[START OF Given passage]

Kemang's European Register and What It Signals
Kemang has functioned for decades as the district where Jakarta's international dining ideas land first. The strip along Jalan Kemang Raya concentrates expat-frequented restaurants, wine bars, and concept venues within a walkable cluster that few other Jakarta neighbourhoods replicate. Die Stube by Stube Group occupies a unit in Plaza Bisnis Kemang at No. 2, South Jakarta, positioning it within that corridor at a point where European-format dining and Indonesian culinary reality increasingly intersect rather than run parallel.
The name itself signals intent. Stube, in German-speaking tradition, refers to a warm, inhabited room, the kind of domestic dining space that prioritises a settled, convivial atmosphere over formal presentation. In a Jakarta context, that register translates into something specific: a push against the city's tendency toward maximalist interiors and voluminous menus, in favour of a more contained, considered format. Whether a venue achieves that is a matter of execution, but the framing alone places Die Stube in a recognisable European lineage that a small cohort of Jakarta restaurants now consciously pursues.

[END OF Given passage]
[START OF Items]

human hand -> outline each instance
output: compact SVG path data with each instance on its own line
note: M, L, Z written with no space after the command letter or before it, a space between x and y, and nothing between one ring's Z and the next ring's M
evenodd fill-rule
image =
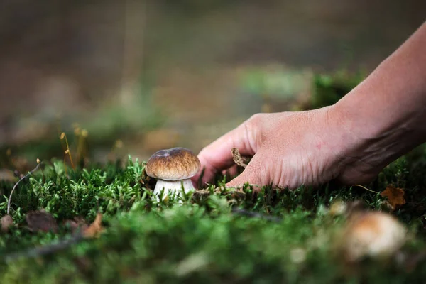
M341 114L333 106L297 112L258 114L202 149L198 155L202 182L231 167L231 149L253 156L246 168L228 187L253 185L294 189L317 185L333 179L344 183L373 178L376 170L358 169L358 146ZM354 165L354 167L351 167ZM196 182L200 173L192 180Z

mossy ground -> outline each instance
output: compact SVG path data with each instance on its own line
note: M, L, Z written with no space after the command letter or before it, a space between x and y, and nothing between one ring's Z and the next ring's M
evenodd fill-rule
M340 96L334 97L334 81L326 79L315 79L314 96L324 99L313 99L312 108ZM185 197L182 204L158 204L153 202L153 180L146 179L143 163L129 159L124 166L118 161L75 170L58 160L45 164L13 195L16 226L0 235L1 283L403 283L426 276L421 258L410 269L407 261L344 263L335 244L344 218L329 215L327 208L336 200L361 200L371 209L381 209L384 197L359 187L329 183L291 192L265 187L254 193L246 186L244 195L236 195L224 187L230 178L218 176L207 192ZM378 192L388 185L403 188L407 203L393 214L413 236L403 248L409 260L426 251L425 164L426 152L420 147L364 185ZM0 182L1 216L6 214L13 185ZM214 192L216 187L221 190ZM243 216L236 208L280 219ZM40 209L56 219L58 234L28 229L26 214ZM98 212L105 228L100 237L47 256L26 256L32 248L70 239L64 221L82 217L90 222ZM11 260L23 252L23 257Z
M411 252L426 248L425 156L420 152L390 165L368 185L378 192L389 183L404 185L408 203L395 214L415 235L405 248ZM186 197L180 205L153 202L143 164L131 160L124 168L68 169L68 178L64 170L62 162L54 161L15 192L11 214L18 226L0 237L1 283L397 283L425 276L422 262L413 271L371 261L356 271L342 264L334 244L344 219L325 214L324 208L336 199L361 199L378 209L383 198L361 187L325 185L290 192L266 187L253 195L247 186L246 194L237 196L223 187L214 193L211 186L210 194ZM1 185L2 215L12 186ZM92 221L99 211L106 230L65 251L8 261L11 253L70 237L65 225L58 234L26 228L25 214L42 208L60 224L77 216ZM244 217L232 208L282 219Z

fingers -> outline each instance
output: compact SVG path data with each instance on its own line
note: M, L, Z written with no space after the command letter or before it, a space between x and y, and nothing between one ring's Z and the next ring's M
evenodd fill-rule
M261 166L261 155L256 155L243 173L226 185L227 187L240 187L246 182L251 185L264 185L263 183L268 182L265 177L269 176L266 171L265 167Z
M241 155L254 155L258 147L257 132L257 127L251 119L202 149L198 154L202 169L205 168L202 182L209 182L216 173L234 164L231 153L233 148L237 148ZM192 180L197 180L200 174L201 171Z

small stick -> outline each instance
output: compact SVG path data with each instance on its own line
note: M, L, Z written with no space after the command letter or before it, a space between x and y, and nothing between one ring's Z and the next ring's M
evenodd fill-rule
M246 159L244 159L241 157L239 151L236 148L233 148L231 150L231 153L232 153L232 159L234 160L234 162L236 164L244 168L247 168L248 165L246 163L246 162L247 161Z
M269 216L261 213L254 212L252 211L244 210L242 209L232 208L232 213L243 215L248 217L264 219L268 221L279 223L281 222L281 218L274 216Z
M34 258L41 256L45 256L47 254L50 254L56 251L67 248L73 244L80 243L85 238L81 233L77 234L71 237L70 239L60 241L56 244L48 244L38 248L32 248L28 249L28 251L13 253L6 255L4 258L4 260L6 261L11 261L15 259L22 258Z
M368 189L367 187L364 187L364 186L362 186L362 185L354 185L354 186L357 186L357 187L361 187L361 188L364 188L364 190L368 190L368 191L369 191L369 192L371 192L376 193L376 195L378 195L378 192L376 192L376 191L374 191L374 190L369 190L369 189Z
M9 199L7 201L7 214L9 214L9 210L11 209L11 200L12 199L12 195L13 194L13 192L15 191L15 189L16 188L16 187L18 186L18 185L19 184L19 182L21 182L21 181L22 180L23 180L24 178L28 177L33 173L34 173L35 171L36 171L37 170L38 170L38 168L40 167L40 163L38 163L37 166L36 168L34 168L31 172L28 172L28 173L27 173L26 175L25 175L23 177L21 178L21 179L19 180L18 180L18 182L16 182L16 183L15 183L15 185L13 185L13 188L12 188L12 191L11 191L11 195L9 195Z

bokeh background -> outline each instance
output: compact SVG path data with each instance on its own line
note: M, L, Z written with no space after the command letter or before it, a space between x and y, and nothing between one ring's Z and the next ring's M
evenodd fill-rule
M1 163L62 158L62 132L85 163L198 152L255 113L300 109L316 73L368 74L425 11L424 0L2 0Z

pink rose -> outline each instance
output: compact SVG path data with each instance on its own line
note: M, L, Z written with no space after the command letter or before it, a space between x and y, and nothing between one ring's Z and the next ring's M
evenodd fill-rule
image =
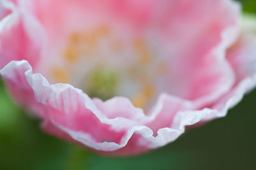
M240 13L229 0L1 0L0 74L47 132L141 153L225 117L255 86L256 36Z

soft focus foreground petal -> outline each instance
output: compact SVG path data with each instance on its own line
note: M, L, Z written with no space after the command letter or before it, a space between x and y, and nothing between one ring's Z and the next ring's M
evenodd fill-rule
M26 96L31 97L28 107L43 119L42 127L45 131L98 151L120 149L112 153L138 153L175 140L184 132L186 125L182 120L180 127L166 127L154 134L145 122L155 118L140 113L141 110L132 107L128 100L123 99L122 102L122 99L121 101L113 99L115 103L119 103L119 107L115 108L111 106L111 101L106 103L94 101L95 104L81 90L70 85L50 85L40 74L33 74L31 67L24 60L11 62L0 74L7 85L10 85L11 90L12 87L16 86L15 89L20 87L20 91L27 93L22 94L22 98L26 99L24 98ZM17 95L15 92L15 96ZM30 96L31 93L35 99ZM102 104L105 105L104 108ZM136 111L138 116L129 117L131 111Z
M0 2L0 68L11 60L25 59L36 66L45 34L28 9L10 1Z

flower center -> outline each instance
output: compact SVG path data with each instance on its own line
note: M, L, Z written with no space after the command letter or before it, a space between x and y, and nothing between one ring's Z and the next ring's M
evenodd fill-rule
M124 38L100 25L70 35L63 49L65 69L54 67L52 74L92 97L125 96L145 108L159 92L159 76L166 72L166 62L156 56L143 37Z

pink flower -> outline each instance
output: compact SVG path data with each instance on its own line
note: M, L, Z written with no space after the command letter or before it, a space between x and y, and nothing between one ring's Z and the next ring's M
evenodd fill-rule
M225 117L255 86L240 15L228 0L1 0L0 74L47 132L138 153Z

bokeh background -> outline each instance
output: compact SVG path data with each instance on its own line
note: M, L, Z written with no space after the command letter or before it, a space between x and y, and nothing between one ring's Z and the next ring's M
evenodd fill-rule
M256 14L256 0L241 0ZM106 157L44 133L0 78L0 169L256 169L256 90L223 118L143 155Z

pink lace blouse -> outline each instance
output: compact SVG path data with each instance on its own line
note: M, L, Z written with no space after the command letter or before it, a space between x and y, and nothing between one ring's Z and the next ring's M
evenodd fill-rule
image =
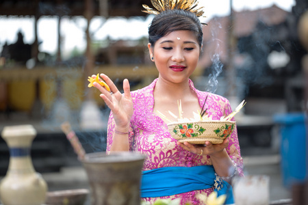
M157 80L154 80L152 83L142 89L131 92L134 111L131 119L131 128L133 134L129 136L130 150L144 154L148 156L144 161L143 170L163 167L211 165L209 156L198 156L178 146L177 141L170 136L166 124L153 112L153 91ZM207 113L213 116L213 120L219 120L222 115L227 115L231 112L230 104L225 98L197 90L194 88L191 80L190 80L190 86L197 94L201 107L208 94L206 103ZM111 113L107 126L107 153L110 152L114 131L114 121ZM243 175L242 159L240 155L236 128L229 137L229 144L227 151L231 159L237 164L240 174ZM212 187L160 198L172 200L180 197L181 204L185 204L188 202L192 204L203 204L200 200L201 195L208 195L213 190ZM146 197L142 200L153 203L156 198Z

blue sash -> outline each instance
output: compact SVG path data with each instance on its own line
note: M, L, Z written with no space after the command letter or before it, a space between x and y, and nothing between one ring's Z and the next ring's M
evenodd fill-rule
M233 204L231 186L224 180L216 179L212 165L169 167L143 171L140 195L142 197L172 195L211 188L215 184L218 196L227 194L225 204Z

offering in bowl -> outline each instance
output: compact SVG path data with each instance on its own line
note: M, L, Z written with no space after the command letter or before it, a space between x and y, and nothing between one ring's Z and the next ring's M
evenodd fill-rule
M170 120L159 111L157 111L157 113L169 122L167 124L169 133L179 142L188 141L193 144L203 144L208 141L211 144L220 144L232 134L235 128L235 122L231 121L231 119L244 105L243 100L233 112L227 117L222 116L218 120L212 120L211 116L203 116L207 111L207 109L203 111L204 105L199 114L193 112L194 118L183 118L181 101L178 102L179 118L168 111L177 121Z
M171 136L179 142L188 141L194 144L220 144L229 137L235 127L232 121L182 121L167 124Z

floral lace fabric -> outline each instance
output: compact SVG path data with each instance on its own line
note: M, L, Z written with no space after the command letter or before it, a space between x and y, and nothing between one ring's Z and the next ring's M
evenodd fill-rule
M130 150L146 154L143 170L150 170L163 167L192 167L211 165L209 156L199 156L186 151L177 145L177 140L170 135L167 124L155 113L153 91L156 85L155 79L151 84L142 89L131 92L134 112L131 120L131 128L133 134L129 135ZM230 104L225 98L194 88L190 80L190 88L196 94L201 107L204 103L206 96L207 113L213 116L213 120L219 120L222 115L228 115L231 113ZM110 152L112 136L114 131L114 121L112 113L107 126L107 153ZM238 165L240 175L243 175L242 159L240 156L240 145L236 127L229 137L227 151L231 159ZM180 197L181 204L190 202L192 204L203 204L198 195L208 195L214 188L204 190L196 190L160 198L175 199ZM155 197L142 198L144 201L153 203Z

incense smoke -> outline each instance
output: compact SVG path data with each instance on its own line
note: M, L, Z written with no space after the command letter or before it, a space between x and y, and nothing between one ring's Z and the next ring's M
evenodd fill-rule
M219 57L221 52L218 51L220 47L220 40L217 38L218 29L221 29L222 26L220 23L216 20L216 18L214 18L213 23L214 24L211 29L212 42L216 42L216 48L214 53L211 57L212 65L211 66L211 72L209 74L209 81L207 82L207 87L206 91L211 93L215 93L218 85L218 81L217 77L222 71L223 64L221 63Z

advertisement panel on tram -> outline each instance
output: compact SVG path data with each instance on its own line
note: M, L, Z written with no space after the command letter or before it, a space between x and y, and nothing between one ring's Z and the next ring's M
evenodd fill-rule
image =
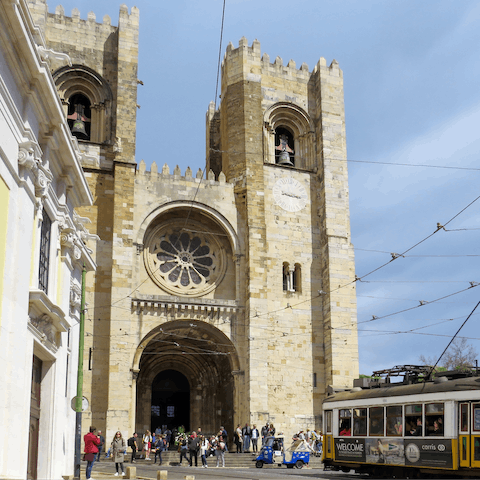
M448 439L336 438L335 460L452 468L452 442Z

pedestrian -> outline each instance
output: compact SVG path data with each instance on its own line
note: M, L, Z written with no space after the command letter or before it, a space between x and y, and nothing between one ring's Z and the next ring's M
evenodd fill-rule
M220 462L222 463L222 467L225 467L225 442L223 441L223 437L221 435L218 437L215 456L217 457L217 467L220 466Z
M245 424L245 426L242 428L242 435L243 435L243 453L250 453L250 438L252 436L252 429L248 425L248 423Z
M128 439L128 446L132 449L132 463L135 463L136 456L137 456L137 438L138 434L137 432L134 432L133 435Z
M207 465L207 451L210 447L210 443L208 441L208 438L201 436L200 437L200 456L202 458L202 467L203 468L208 468Z
M157 441L155 442L155 459L153 463L157 463L157 455L158 455L158 464L162 464L162 452L165 450L165 442L163 440L163 435L157 435Z
M180 435L178 440L178 451L180 453L180 465L182 464L182 458L185 458L185 461L188 462L187 458L187 451L188 451L188 444L187 439L185 438L185 434Z
M258 429L256 425L252 427L252 451L258 452L258 437L260 434L258 433Z
M152 434L147 430L143 435L143 451L145 452L145 460L151 460L150 450L152 449Z
M84 435L83 441L85 442L85 460L87 461L87 469L85 471L85 477L87 480L92 473L93 464L95 463L96 454L98 453L98 445L100 438L96 435L97 429L90 427L89 432Z
M238 425L237 429L235 430L233 441L237 446L237 453L242 453L242 429L240 428L240 425Z
M165 441L166 441L165 448L168 450L170 448L170 442L172 440L172 431L169 428L167 428L167 430L164 433L165 433Z
M98 436L98 438L100 438L100 443L98 444L98 454L97 454L96 461L99 462L100 461L100 455L102 454L102 450L103 450L104 445L105 445L105 437L102 435L101 430L99 430L97 432L97 436Z
M113 461L115 462L115 476L118 477L119 470L122 471L122 476L125 476L125 468L123 467L123 462L125 461L125 453L127 451L127 444L125 439L122 437L122 432L117 432L112 440L112 456Z
M268 422L262 427L262 446L265 445L265 439L268 437Z
M188 439L188 453L190 456L190 466L192 467L193 459L195 458L195 466L198 467L198 451L200 450L200 438L195 432L192 433Z
M225 453L228 453L228 433L225 430L225 427L220 427L220 432L222 433L223 441L225 442Z

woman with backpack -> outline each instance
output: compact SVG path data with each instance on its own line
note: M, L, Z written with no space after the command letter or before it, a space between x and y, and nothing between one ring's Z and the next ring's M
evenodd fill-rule
M112 455L115 462L115 476L118 477L119 469L122 470L122 476L125 476L125 469L123 468L123 462L125 461L125 452L127 450L127 444L122 437L121 432L117 432L112 441Z
M145 460L151 460L150 458L150 450L152 449L152 434L150 430L145 432L143 436L143 450L145 452Z
M158 455L158 464L162 464L162 452L165 450L165 441L163 440L164 435L158 435L157 440L155 442L155 459L153 463L157 463L157 455Z

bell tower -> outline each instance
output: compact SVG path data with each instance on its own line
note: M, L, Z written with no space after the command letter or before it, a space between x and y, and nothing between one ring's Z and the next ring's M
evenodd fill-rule
M125 298L133 288L139 10L121 5L115 26L108 15L101 22L94 12L81 18L77 8L71 16L61 5L49 13L45 0L29 0L29 7L94 197L78 212L100 239L92 252L97 271L87 276L83 393L90 410L83 431L94 424L110 437L130 429L135 415L117 393L130 390L131 373L118 374L120 352L111 338L125 326L116 321L118 309L130 309Z
M221 99L207 168L234 184L245 244L240 417L320 428L327 389L358 375L343 74L324 58L313 71L271 63L242 38L227 47Z

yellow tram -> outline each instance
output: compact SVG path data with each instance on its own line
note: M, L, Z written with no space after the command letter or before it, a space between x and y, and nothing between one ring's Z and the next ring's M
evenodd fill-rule
M380 376L369 385L360 379L363 388L326 398L327 467L395 478L480 477L479 372L422 381L422 368L375 372ZM406 380L390 383L401 372Z

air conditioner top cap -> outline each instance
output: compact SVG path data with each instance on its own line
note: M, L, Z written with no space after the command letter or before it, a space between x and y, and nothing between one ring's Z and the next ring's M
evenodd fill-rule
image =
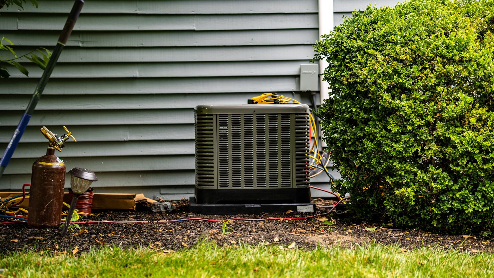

[END OF Items]

**Description of the task**
Please carry the article on Die Stube and Kemang's dining strip forward from its final sentence.

**Response below**
The Local-Ingredients, Global-Technique Question in Jakarta
The conversation about imported culinary methods meeting Indonesian produce has moved well beyond novelty in Indonesia's better restaurants. At Locavore NXT in Ubud and Sarong Bali in Canggu, the integration of archipelago ingredients into European or globally-trained frameworks has become a defining editorial point for critics covering the region. The same pressure is building in Jakarta, where the supply chain for quality local produce has matured enough that serious kitchens can source regionally without significant compromise on consistency.
Kemang-area venues sit inside that broader shift. The district's restaurant density means competition on ingredient sourcing is real: diners who move regularly between venues in the area can detect when a kitchen defaults to imported commodity ingredients versus those engaging with local markets and producers. This is the environment in which a venue named after a European domestic dining tradition needs to make its case, and the tension between that framing and Jakarta's ingredient reality is the more interesting editorial question than any single dish.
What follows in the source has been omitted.